— ABOUT THIS TASK —
In the entries below, count the lines that include the word "beach" and reply with the number alone.

(Saved entries)
*** Block opens ***
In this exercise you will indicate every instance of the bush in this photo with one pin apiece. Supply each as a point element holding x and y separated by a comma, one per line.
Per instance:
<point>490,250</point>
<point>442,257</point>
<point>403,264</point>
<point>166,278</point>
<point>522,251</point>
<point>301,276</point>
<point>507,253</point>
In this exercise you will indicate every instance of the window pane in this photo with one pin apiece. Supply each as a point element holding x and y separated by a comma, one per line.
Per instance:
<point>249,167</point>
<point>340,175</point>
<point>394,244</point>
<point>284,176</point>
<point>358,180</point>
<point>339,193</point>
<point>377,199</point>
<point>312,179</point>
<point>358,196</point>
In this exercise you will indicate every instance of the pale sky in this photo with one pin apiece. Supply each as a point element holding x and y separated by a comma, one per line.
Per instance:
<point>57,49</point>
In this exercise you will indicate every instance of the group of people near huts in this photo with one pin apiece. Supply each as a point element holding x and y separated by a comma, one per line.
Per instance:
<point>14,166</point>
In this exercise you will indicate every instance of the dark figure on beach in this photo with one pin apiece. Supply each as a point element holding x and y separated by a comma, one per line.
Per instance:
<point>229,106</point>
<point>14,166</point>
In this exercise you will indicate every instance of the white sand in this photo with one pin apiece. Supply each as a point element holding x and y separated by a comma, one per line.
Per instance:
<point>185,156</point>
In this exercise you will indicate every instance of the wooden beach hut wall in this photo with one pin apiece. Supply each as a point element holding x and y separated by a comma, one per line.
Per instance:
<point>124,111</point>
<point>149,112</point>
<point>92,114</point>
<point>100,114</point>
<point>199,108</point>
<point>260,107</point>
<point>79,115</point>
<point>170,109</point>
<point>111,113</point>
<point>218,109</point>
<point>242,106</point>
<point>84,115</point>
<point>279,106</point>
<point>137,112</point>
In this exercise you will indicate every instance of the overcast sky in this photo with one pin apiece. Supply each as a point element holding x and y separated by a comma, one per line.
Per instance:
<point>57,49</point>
*** Block closes ***
— YOUR RESPONSE —
2